▶ [Sujet proposé] Dans la chronique sur la crise politique en Haïti, quel reproche le sénat adresse-t-il au président de la république ?

Categories

Accueil du site > 49. Nos chroniques > 50. Chronique de Jacques NÉSI > VERS UN CHANGEMENT DE REGIME POLITIQUE EN HAITI ?

VERS UN CHANGEMENT DE REGIME POLITIQUE EN HAITI ?

dimanche 27 avril 2014, par Jacques Nési, Kònlanbi

Les élites dirigeantes d’Haïti semblent partager une ligne commune : celle d’engager le pays dans une crise permanente. Alors que quelques partis politiques, toutes tendances confondues, ont conclu il y a quelques semaines,à un accord ayant abouti à la formation d’un nouveau gouvernement, le pays s’engage dans une nouvelle impasse. Mal engagées, les négociations d’El Rancho, pour n’avoir défini un consensus qu’autour de la répartition des postes ministériels, n’ont pas été à la hauteur des espoirs que certains, par excès de réalisme ou péché de naïveté, ont investi dans la capacité spontanée des acteurs à penser, une fois , à l’intérêt général. Ce serait mal connaitre les acteurs politiques d’Haïti, novices ou chevronnés, qui ne sont obnubilés que par la quête d’accumulation matérielle, financière, quitte à obérer les perspectives d’avenir d’Haïti.

Cette semaine a donné l’occasion au parlement d’enfoncer le président de la république accusé d’avoir violé la constitution de 1987 amendée, en matière de nomination du premier ministre. Le sénat reproche au président de la république d’avoir formé un gouvernement sans l’avis du parlement. Ainsi, le gouvernement haïtien est une autorité illégitime. Le dictionnaire français Alain Rey définit l’adjectif illégitime comme l’autorité « qui ne remplit pas les conditions requises par la loi, le droit », c’est-à-dire, une autorité qui n’est pas juste, qui n’est pas fondée. En matière de nomination du premier ministre, c’est la constitution, rien d’autre que la Constitution, qui impose ses règles de droit. Toute violation de ces règles conduit le gouvernement au courroux du parlement, constitutionnalisé au moyen du vote de censure.Ainsi, on peut se demander si le gouvernement a appliqué les règles prévues.

▶ [Données extraites]
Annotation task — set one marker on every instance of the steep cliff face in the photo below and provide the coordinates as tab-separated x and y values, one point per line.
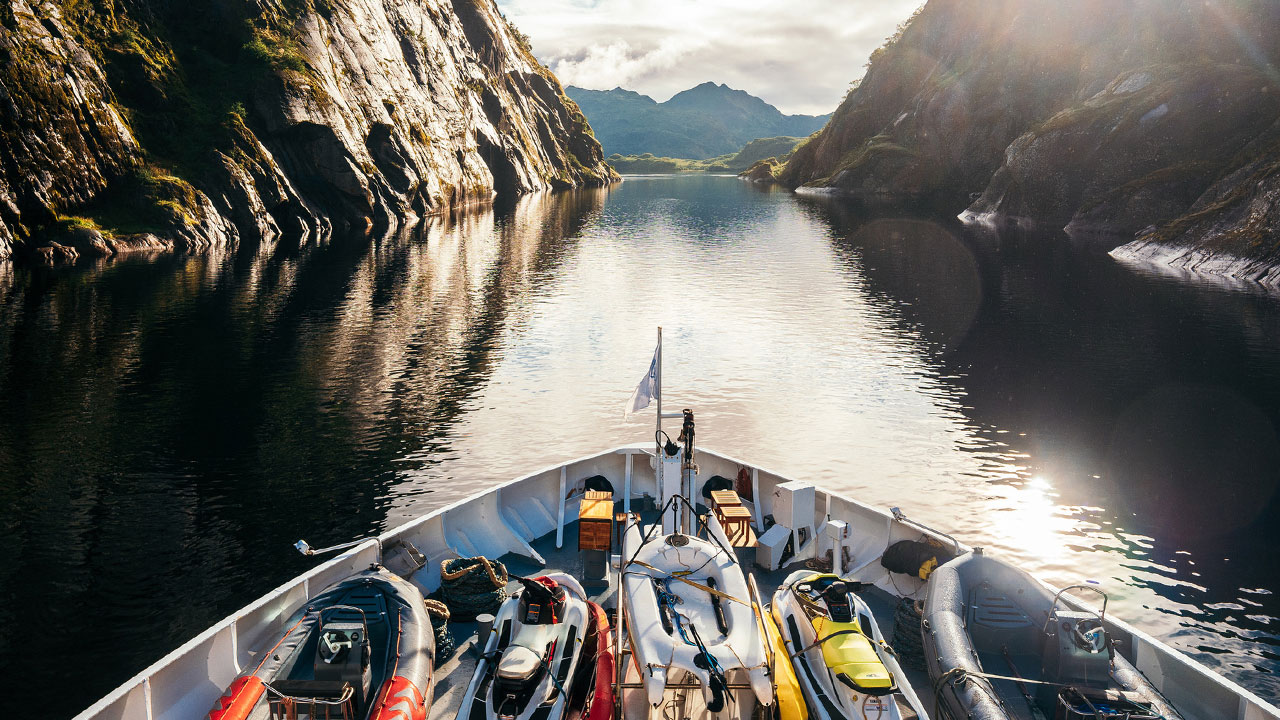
164	123
1139	118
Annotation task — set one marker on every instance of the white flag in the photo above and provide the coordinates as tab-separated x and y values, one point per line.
647	390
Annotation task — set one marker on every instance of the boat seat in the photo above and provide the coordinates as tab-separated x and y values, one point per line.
853	657
519	662
524	656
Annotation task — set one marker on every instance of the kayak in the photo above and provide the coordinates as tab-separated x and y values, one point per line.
841	660
789	697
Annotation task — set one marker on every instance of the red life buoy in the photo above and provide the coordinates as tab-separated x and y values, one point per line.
400	700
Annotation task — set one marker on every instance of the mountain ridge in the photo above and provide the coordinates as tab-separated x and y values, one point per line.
1157	121
146	124
699	123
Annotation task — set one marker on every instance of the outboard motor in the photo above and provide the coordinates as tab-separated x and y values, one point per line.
343	652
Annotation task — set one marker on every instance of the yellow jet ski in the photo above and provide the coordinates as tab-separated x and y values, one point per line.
837	651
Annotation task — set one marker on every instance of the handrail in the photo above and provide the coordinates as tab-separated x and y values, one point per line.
1102	616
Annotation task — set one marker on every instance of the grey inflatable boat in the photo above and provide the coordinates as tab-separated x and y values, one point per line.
1002	646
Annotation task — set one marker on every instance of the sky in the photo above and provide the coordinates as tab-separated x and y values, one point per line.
799	55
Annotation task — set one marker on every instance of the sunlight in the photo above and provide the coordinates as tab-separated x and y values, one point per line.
1033	523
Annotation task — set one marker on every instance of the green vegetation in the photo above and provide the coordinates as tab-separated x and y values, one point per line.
754	151
182	81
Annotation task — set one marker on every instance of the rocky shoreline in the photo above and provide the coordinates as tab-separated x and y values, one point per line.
1159	121
147	126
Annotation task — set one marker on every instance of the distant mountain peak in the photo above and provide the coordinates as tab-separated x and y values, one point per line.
705	121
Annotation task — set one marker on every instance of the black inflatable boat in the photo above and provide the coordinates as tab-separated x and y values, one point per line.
1002	646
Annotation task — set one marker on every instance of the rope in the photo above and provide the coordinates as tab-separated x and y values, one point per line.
467	592
439	614
688	582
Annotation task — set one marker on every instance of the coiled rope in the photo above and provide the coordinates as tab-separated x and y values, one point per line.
439	614
472	586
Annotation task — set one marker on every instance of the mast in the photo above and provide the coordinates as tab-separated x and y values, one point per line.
657	391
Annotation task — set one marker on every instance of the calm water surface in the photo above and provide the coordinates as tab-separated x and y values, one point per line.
170	427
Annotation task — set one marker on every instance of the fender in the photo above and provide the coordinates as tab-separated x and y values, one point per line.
240	698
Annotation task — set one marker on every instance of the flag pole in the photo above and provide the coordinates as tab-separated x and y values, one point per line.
657	392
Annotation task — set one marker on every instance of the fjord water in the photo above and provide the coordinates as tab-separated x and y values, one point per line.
169	427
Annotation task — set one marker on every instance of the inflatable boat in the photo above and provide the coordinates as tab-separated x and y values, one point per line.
1001	646
841	660
529	523
689	615
547	657
361	648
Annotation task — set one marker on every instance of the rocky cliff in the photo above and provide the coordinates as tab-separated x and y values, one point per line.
190	123
1155	119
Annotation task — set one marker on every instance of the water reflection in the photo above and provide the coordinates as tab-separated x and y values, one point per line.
168	428
1130	419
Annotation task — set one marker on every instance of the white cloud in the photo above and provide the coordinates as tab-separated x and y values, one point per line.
796	54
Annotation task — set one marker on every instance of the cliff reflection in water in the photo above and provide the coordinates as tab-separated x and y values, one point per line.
170	427
1127	423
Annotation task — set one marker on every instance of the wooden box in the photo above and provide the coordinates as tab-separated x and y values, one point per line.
595	522
725	499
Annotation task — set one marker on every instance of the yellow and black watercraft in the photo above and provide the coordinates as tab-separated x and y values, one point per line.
839	655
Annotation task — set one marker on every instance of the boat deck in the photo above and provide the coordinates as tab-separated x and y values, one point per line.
453	677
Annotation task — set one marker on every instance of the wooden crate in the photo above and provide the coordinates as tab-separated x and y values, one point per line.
725	499
595	522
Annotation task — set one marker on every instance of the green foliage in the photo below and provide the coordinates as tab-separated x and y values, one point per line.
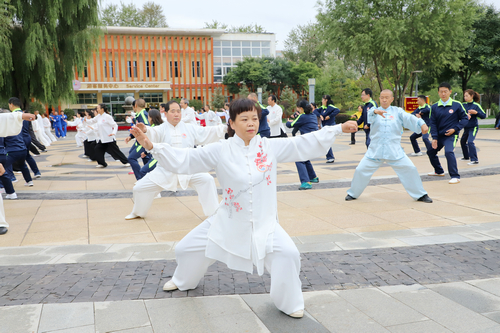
218	99
288	100
399	36
128	15
304	43
49	39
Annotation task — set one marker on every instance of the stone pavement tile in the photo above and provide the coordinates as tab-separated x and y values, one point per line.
427	326
440	239
445	312
116	316
21	318
276	321
489	285
207	314
65	316
469	296
337	315
381	307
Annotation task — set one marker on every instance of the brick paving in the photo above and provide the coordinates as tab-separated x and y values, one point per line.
338	270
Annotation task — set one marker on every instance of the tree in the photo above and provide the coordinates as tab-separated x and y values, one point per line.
49	40
218	99
128	15
399	36
304	43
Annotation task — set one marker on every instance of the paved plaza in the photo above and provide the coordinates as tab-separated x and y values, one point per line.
382	263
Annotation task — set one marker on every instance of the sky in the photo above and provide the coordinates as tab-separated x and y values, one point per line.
278	16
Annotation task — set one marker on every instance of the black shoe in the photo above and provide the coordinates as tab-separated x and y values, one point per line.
424	198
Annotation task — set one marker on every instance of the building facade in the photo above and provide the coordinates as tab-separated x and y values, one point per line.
159	64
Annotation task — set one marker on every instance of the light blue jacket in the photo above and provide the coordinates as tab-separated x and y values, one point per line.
386	132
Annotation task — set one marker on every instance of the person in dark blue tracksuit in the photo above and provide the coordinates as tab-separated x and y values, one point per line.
328	112
474	110
422	111
136	151
306	122
366	97
264	129
448	117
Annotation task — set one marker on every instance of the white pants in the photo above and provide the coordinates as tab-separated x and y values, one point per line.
49	134
3	223
283	264
405	169
146	190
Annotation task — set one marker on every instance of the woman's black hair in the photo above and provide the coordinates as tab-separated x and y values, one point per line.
155	116
328	99
305	105
238	106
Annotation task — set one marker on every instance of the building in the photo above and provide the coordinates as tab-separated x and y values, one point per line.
159	64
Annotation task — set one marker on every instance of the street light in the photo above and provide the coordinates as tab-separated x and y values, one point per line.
416	81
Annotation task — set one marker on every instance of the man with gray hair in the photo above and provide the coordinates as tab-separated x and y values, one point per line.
188	114
386	127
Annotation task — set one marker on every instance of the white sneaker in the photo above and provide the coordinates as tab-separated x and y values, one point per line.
169	286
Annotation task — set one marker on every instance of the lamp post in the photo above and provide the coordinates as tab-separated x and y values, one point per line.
312	83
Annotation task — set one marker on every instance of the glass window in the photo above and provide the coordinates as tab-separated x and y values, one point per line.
236	52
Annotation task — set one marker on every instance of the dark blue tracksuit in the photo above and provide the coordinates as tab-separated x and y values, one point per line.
135	151
329	111
445	117
470	131
424	112
364	119
264	130
306	123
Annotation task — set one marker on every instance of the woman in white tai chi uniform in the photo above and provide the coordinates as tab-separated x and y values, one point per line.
245	230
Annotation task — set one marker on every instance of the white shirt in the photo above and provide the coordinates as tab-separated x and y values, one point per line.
241	232
105	126
274	118
181	136
188	116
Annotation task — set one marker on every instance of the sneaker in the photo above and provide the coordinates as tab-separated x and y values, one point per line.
305	186
435	174
12	196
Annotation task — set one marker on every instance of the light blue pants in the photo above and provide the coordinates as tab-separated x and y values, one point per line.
406	171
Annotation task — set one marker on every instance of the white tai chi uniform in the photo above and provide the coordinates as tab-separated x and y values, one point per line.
245	231
10	124
385	147
47	126
182	136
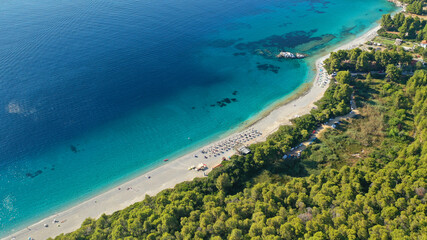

▶ [Réponse rédigée] Le sénat lui reproche d'avoir formé un gouvernement sans l'avis du parlement.